- WORK TO BE COMPLETED
Extract all of the entries and give them again, word for word.

Saved data entries
● ● ● ● ●

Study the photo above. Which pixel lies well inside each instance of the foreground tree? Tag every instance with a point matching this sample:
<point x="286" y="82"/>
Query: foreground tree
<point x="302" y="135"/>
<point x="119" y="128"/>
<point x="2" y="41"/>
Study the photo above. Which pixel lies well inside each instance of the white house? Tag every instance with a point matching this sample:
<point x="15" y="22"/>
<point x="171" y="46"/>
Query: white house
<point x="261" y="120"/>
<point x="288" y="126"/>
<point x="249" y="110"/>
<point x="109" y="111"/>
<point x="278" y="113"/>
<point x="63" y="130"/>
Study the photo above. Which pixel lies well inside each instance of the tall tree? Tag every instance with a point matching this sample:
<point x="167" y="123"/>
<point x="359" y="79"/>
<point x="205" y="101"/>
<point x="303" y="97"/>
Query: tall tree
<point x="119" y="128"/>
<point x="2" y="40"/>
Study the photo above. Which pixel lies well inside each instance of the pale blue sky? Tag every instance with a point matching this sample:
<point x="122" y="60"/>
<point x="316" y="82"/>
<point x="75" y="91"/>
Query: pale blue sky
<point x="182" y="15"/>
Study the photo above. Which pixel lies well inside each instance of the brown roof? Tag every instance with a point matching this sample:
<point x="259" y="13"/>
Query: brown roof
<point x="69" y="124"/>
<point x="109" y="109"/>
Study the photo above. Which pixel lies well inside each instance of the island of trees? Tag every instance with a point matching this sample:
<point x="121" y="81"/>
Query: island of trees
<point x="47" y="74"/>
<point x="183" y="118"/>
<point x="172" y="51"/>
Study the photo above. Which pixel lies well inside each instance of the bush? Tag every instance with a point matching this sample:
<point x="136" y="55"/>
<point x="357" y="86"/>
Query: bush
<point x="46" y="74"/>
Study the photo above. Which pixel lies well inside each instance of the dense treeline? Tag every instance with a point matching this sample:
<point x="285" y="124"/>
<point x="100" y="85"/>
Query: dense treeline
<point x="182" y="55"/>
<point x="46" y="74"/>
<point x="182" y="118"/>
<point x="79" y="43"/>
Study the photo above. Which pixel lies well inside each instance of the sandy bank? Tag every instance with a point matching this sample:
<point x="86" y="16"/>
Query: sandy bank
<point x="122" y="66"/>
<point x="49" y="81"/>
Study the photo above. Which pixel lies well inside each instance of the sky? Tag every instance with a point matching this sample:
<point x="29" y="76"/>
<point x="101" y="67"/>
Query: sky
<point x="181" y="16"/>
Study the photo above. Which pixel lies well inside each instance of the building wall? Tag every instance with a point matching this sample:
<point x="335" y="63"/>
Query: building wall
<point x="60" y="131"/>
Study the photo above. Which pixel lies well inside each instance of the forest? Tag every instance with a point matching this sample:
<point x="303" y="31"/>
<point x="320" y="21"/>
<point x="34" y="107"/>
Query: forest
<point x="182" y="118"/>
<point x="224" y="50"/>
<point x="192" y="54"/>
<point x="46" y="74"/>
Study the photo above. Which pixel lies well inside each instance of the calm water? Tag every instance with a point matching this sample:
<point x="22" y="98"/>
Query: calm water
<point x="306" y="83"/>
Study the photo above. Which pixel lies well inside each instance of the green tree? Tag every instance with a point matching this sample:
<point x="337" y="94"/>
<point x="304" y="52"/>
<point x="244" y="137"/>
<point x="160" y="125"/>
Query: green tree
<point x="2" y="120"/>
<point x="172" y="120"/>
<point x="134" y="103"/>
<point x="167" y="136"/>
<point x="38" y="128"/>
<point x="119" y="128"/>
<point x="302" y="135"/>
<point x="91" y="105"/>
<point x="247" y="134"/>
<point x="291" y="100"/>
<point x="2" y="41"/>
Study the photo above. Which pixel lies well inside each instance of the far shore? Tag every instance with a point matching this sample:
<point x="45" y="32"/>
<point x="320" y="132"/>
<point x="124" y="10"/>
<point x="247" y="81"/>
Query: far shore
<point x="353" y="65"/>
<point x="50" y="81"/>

● ● ● ● ●

- THE COMPLETED TASK
Study the photo above. Which pixel lies well inside each instance of the foreground tree? Tag every instance with a point matching this sample:
<point x="286" y="82"/>
Query: foreground tree
<point x="302" y="135"/>
<point x="119" y="128"/>
<point x="2" y="41"/>
Study the photo above. Which pixel lies well inside each instance of the white house? Tag every instance with a point matching this sample:
<point x="15" y="22"/>
<point x="171" y="46"/>
Query: white house
<point x="261" y="120"/>
<point x="288" y="126"/>
<point x="249" y="110"/>
<point x="109" y="111"/>
<point x="278" y="113"/>
<point x="63" y="130"/>
Study the photo above. Which pixel lies well inside each instance of the tall tree? Tag every instance with a point matching this sample:
<point x="167" y="123"/>
<point x="359" y="79"/>
<point x="205" y="101"/>
<point x="303" y="97"/>
Query: tall tree
<point x="119" y="128"/>
<point x="2" y="40"/>
Study the photo above. Which pixel lies well inside each instance of the pale blue sky? Tag every instance with a point matching this sample:
<point x="122" y="60"/>
<point x="316" y="82"/>
<point x="75" y="91"/>
Query: pale blue sky
<point x="182" y="15"/>
Study the photo above. Which pixel lies well inside each instance of the brown roof? Tag every instance with a point matching this sample:
<point x="259" y="13"/>
Query: brown roof
<point x="69" y="124"/>
<point x="109" y="109"/>
Study the photo above. Which pixel lies well inside each instance of the island of trees? Tag every instance with a point matching this sample:
<point x="121" y="81"/>
Query: island of trees
<point x="47" y="74"/>
<point x="183" y="118"/>
<point x="172" y="51"/>
Study the photo above. Which pixel lies well inside each instance of the bush? Tag every instance with a point matching this sample:
<point x="136" y="55"/>
<point x="357" y="86"/>
Query: bush
<point x="46" y="74"/>
Study the photo above. Which pixel lies well inside each instance of the dense treeline? Tag every instance with a point matching this sample:
<point x="285" y="124"/>
<point x="100" y="85"/>
Query: dense treeline
<point x="182" y="55"/>
<point x="46" y="74"/>
<point x="182" y="118"/>
<point x="79" y="43"/>
Study the photo above. Which pixel lies well inside each instance of the sandy bank? Tag every instance with a point matching this sample:
<point x="86" y="16"/>
Query: sandy bank
<point x="122" y="66"/>
<point x="49" y="81"/>
Study the photo above. Which pixel lies well inside each instance of the sky? Tag every instance with a point matching this sample:
<point x="29" y="76"/>
<point x="101" y="67"/>
Query: sky
<point x="181" y="16"/>
Study the photo above. Which pixel lies well inside each instance of the building wall? Tag every instance with a point matching this sample:
<point x="335" y="63"/>
Query: building wall
<point x="60" y="131"/>
Study the photo above. Which pixel lies well inside each instance of the forest? Tag every instance with a point matching this sample:
<point x="303" y="31"/>
<point x="320" y="21"/>
<point x="34" y="107"/>
Query: forest
<point x="182" y="118"/>
<point x="224" y="50"/>
<point x="192" y="54"/>
<point x="46" y="74"/>
Study the photo above. Which pixel lies well inside each instance of the calm water? Tag every instance with a point matching this sample:
<point x="22" y="98"/>
Query: calm water
<point x="306" y="83"/>
Study the photo above. Which pixel lies well inside each instance of the green tree? Tag every instance with a point matching this sample:
<point x="337" y="94"/>
<point x="304" y="52"/>
<point x="244" y="137"/>
<point x="160" y="125"/>
Query: green tree
<point x="2" y="120"/>
<point x="172" y="120"/>
<point x="134" y="103"/>
<point x="167" y="136"/>
<point x="38" y="128"/>
<point x="119" y="128"/>
<point x="302" y="135"/>
<point x="91" y="105"/>
<point x="247" y="134"/>
<point x="291" y="100"/>
<point x="2" y="41"/>
Study the photo above. Which pixel lies well inside each instance of the far shore? Tag every instance with a point matching this sample:
<point x="45" y="32"/>
<point x="320" y="132"/>
<point x="124" y="10"/>
<point x="247" y="81"/>
Query: far shore
<point x="353" y="65"/>
<point x="50" y="81"/>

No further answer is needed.